• **WHAT IS BEING ASKED**: Among the entries below, one stretch runs from the line that contains "Reviewer note: confirm that every instance of the red" through the line that contains "garage door panel". Repeat that stretch exactly, ends included, and only that.
BEGIN
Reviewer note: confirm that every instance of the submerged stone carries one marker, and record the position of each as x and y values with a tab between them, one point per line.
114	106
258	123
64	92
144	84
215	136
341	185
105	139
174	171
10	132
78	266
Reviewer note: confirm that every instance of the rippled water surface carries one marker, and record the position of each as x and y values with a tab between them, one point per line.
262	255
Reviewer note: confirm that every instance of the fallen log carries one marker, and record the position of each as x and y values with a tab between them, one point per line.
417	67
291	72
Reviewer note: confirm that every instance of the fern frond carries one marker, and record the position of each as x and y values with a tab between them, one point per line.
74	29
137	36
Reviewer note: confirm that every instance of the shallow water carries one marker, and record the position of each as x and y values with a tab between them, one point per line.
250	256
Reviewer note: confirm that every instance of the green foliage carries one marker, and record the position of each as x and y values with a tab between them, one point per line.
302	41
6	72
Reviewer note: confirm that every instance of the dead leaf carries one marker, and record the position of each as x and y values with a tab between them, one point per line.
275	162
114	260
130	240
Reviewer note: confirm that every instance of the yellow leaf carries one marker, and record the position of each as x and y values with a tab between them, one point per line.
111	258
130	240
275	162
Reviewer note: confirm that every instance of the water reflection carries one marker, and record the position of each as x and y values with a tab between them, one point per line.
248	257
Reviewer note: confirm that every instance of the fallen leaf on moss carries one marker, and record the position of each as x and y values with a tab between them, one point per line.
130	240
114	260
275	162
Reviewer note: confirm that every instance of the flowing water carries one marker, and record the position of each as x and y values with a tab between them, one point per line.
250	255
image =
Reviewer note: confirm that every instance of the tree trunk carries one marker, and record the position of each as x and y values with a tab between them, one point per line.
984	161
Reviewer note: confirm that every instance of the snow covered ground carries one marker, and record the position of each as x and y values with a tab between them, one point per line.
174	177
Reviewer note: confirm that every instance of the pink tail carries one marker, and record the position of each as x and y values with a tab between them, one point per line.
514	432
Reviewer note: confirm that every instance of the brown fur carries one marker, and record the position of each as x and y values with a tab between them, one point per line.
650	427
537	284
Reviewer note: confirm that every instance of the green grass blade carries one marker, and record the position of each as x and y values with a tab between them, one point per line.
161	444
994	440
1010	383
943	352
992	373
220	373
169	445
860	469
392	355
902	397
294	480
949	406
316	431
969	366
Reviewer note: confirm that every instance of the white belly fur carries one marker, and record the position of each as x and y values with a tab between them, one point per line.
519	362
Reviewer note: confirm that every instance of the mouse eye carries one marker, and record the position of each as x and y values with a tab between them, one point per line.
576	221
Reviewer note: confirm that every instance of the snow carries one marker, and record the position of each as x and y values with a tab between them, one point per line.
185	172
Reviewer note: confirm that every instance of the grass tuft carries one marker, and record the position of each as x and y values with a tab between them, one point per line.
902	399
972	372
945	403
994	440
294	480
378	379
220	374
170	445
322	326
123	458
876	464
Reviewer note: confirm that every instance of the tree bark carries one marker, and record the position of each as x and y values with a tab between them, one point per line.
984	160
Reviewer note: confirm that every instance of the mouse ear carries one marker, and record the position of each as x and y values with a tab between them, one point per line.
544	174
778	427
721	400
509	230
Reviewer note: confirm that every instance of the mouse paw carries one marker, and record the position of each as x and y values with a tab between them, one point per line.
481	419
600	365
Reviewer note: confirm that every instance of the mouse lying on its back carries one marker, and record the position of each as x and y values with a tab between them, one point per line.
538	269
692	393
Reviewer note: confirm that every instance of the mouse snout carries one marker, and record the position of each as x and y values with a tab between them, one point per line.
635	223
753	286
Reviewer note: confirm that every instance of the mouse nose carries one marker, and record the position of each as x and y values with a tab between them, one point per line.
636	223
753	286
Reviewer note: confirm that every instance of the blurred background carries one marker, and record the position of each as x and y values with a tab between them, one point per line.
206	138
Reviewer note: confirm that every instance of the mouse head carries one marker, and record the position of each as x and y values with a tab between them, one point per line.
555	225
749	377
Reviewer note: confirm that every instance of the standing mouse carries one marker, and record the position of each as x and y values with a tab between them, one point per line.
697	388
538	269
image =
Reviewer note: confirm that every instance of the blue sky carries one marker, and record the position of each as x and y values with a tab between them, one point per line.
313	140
END
BEGIN
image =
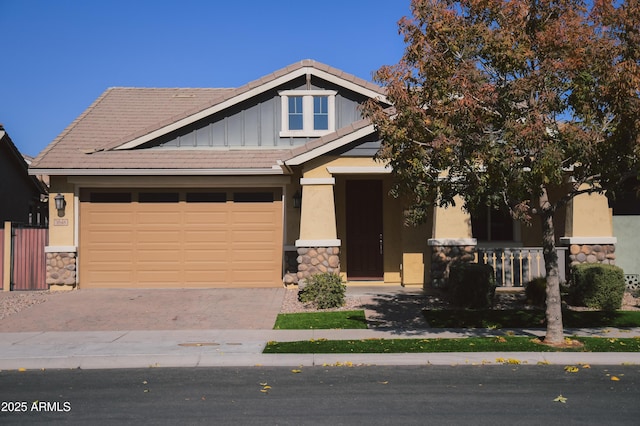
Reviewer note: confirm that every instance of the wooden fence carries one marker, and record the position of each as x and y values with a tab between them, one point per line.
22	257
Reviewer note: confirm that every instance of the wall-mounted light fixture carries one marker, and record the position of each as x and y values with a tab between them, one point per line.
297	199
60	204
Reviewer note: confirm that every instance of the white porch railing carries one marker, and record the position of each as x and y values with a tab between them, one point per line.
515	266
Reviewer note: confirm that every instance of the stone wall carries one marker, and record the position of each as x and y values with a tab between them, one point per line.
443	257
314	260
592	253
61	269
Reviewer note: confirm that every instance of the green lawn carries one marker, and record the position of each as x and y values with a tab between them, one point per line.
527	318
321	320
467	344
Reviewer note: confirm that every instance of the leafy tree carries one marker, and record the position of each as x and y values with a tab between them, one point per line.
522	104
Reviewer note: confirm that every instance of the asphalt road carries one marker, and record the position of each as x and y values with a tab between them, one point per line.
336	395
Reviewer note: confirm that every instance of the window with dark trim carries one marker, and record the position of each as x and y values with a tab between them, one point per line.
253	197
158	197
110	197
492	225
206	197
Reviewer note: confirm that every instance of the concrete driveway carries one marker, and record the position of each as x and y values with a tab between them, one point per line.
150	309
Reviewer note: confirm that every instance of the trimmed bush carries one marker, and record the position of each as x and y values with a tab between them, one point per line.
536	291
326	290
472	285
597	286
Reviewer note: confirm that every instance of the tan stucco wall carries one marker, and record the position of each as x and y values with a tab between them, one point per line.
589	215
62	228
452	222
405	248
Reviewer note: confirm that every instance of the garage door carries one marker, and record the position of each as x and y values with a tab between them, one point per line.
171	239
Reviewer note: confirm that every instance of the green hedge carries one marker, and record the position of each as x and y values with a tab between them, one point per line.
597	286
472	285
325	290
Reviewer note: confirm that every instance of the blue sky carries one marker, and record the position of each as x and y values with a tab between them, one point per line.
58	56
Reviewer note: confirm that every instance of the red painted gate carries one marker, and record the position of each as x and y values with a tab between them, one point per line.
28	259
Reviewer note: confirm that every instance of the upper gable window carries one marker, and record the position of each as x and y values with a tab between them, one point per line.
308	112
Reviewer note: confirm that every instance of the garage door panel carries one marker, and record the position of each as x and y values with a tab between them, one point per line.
END
BEGIN
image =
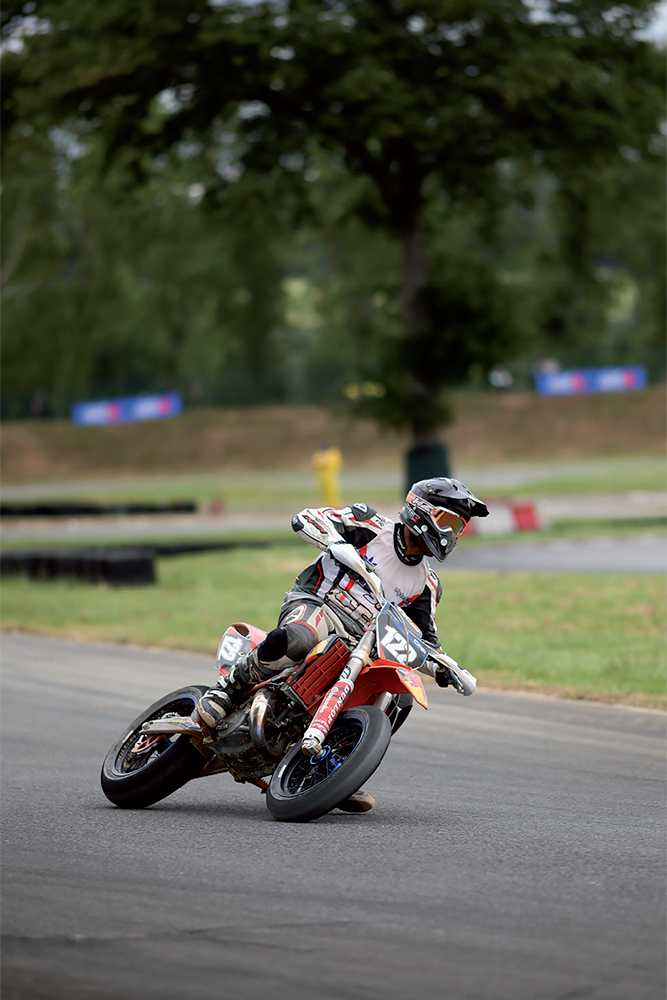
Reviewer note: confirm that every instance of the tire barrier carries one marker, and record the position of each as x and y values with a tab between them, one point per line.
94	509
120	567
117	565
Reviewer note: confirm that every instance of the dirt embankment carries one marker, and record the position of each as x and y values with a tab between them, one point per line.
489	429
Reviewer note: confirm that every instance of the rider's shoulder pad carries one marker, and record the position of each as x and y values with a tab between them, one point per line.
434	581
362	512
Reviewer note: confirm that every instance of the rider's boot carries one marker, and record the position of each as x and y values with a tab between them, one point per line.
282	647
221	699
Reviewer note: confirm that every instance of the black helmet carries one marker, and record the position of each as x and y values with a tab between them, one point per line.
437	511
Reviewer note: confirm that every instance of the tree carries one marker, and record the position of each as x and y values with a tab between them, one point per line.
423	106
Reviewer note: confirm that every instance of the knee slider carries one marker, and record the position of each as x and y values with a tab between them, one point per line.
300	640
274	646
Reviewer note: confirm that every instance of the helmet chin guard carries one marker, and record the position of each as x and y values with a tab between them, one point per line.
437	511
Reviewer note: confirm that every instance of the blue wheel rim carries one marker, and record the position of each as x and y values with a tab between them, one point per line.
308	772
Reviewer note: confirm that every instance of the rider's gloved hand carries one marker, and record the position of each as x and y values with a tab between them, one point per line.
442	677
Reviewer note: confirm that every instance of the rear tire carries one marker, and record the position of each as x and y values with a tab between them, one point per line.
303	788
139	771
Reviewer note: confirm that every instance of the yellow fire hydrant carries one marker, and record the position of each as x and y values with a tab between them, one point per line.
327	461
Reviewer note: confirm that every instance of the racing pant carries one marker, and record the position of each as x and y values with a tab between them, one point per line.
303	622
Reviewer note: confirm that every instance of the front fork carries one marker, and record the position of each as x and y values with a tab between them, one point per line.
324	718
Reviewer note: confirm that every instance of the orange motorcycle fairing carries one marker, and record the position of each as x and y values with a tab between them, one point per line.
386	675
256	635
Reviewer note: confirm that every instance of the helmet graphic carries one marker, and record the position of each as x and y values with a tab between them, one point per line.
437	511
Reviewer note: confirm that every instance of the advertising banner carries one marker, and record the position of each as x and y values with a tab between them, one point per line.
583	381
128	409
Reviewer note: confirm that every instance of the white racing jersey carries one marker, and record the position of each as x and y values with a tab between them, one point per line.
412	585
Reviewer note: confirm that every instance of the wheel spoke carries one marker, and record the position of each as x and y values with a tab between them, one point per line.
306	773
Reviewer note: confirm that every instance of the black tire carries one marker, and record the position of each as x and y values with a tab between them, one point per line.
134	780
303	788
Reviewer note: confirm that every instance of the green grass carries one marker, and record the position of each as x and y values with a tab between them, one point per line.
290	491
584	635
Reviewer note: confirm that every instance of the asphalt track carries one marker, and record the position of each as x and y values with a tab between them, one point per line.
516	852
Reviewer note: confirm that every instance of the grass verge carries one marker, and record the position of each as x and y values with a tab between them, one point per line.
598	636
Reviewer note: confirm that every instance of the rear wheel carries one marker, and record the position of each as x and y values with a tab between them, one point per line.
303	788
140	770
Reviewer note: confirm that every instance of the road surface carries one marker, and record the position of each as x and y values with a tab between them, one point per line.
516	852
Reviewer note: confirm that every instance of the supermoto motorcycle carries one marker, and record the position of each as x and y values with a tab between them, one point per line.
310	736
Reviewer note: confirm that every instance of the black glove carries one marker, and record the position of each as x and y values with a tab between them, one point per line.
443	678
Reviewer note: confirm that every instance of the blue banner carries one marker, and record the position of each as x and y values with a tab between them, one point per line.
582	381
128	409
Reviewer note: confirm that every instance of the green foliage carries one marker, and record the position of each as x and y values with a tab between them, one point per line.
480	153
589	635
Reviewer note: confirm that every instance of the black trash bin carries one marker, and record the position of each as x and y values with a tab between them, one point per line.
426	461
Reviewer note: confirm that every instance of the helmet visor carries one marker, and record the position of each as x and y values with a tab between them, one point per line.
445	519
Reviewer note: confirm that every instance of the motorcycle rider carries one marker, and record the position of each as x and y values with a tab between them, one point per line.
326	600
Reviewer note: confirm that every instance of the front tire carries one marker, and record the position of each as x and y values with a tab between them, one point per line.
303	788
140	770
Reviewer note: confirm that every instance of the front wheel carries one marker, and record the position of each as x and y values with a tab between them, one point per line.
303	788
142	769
END
• **FINISHED EXERCISE**:
Reviewer note: confirm that every instance of the red painted gate carries one marker, and record the position of each as x and y values with a tab between them, one point per line.
28	259
Reviewer note: confirm that every instance of the upper gable window carries one marker, and record the position of each as x and y values with a tab between them, one point per line.
308	112
Reviewer note: confirm that every instance of the garage door panel carries one marker, and record the position of each as x and y values with a tab between them, one point per line.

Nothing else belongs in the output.